§ **Reading text**:
++++
Sunday, March 25, 2012

Lucene: Sort the Search Result

Introduction

This post is about Sort the Search Result in Lucene 3.5.0.

The Program

SortTest.java

package test.lucene.testtwo;

import java.io.IOException;
import java.util.Date;
import java.util.Locale;
import java.util.TimeZone;

import org.apache.lucene.document.Document;
import org.apache.lucene.queryParser.ParseException;
import org.apache.lucene.search.ScoreDoc;
import org.apache.lucene.search.SortField;

import test.lucene.utils.DateUtils;
import test.lucene.wrapper.WrappedDocument;
import test.lucene.wrapper.WrappedIndexWriter;
import test.lucene.wrapper.WrappedQuery;
import test.lucene.wrapper.WrappedSearcher;
import test.lucene.wrapper.WrappedSort;

public class SortTest {
    public static void main(String[] args) {
        try{
            // Create WrappedIndexWriter
            WrappedIndexWriter wiw = new WrappedIndexWriter();
            long oneDay = 1000L*60*60*24;
            long currentTime = System.currentTimeMillis();
    
            // create dates
            Date dateOne = new Date(currentTime - (oneDay*30)); // 30 days ago
            Date dateTwo = new Date(currentTime - (oneDay*20)); // 20 days ago
            Date dateThree = new Date(currentTime - (oneDay*10)); // 10 days ago
            Date dateFour = new Date(currentTime); // just now
    
            // convert dates to strings
            String sdOne = DateUtils.getStringMillis(dateOne);
            String sdTwo = DateUtils.getStringMillis(dateTwo);
            String sdThree = DateUtils.getStringMillis(dateThree);
            String sdFour = DateUtils.getStringMillis(dateFour);

            Locale.setDefault(Locale.US);
            TimeZone.setDefault(TimeZone.getTimeZone("EST"));

            // Create IndexWriter
            wiw.createIndexWriter();
            // add Documents and close
            // based on the Javadoc, the sort field (time)
++++
§ **Supplied data**:
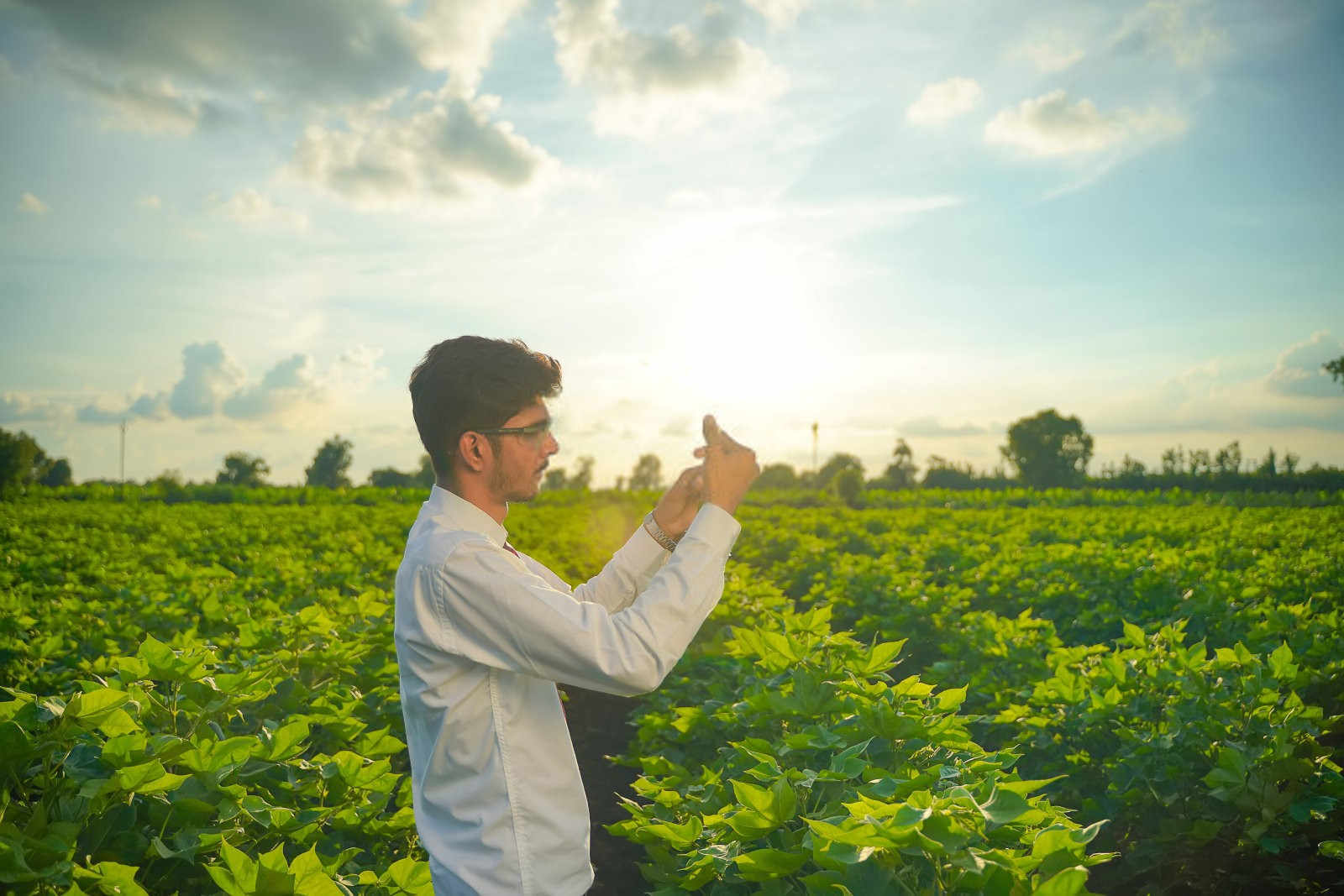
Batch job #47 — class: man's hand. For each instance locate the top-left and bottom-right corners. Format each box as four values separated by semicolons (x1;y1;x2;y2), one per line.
695;414;761;513
654;464;704;538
++++
Continue the Lucene sorting post from its last line. The listing has nothing to do with the Lucene sorting post.

§ **Final result**:
            // should be NOT_ANALYZED
            wiw.addDocument(new WrappedDocument("title", "Test Title One")
                                .addField("content", "Test Content One")
                                .addField("time", sdOne, true, false)
                                .getDocument())
                .addDocument(new WrappedDocument("title", "Test Title Two")
                                .addField("content", "Test Content Two")
                                .addField("time", sdTwo, true, false)
                                .getDocument())
                .addDocument(new WrappedDocument("title", "Test Title Three")
                                .addField("content", "Test Content Three")
                                .addField("time", sdThree, true, false)
                                .getDocument())
                .addDocument(new WrappedDocument("title", "Test Title Four")
                                .addField("content", "Test Content Four")
                                .addField("time", sdFour, true, false)
                                .getDocument())
                .close();
        
            // create WrappedSearcher, initiate searcher
            WrappedSearcher ws = new WrappedSearcher().initSearcher(wiw);
    
            // do search by range query of date
            // not include upper bound, include lower bound,
            // result: dateOne and dateTwo
            // Sort by time descending
            searchAndDisplay(wiw, ws,
                new WrappedQuery()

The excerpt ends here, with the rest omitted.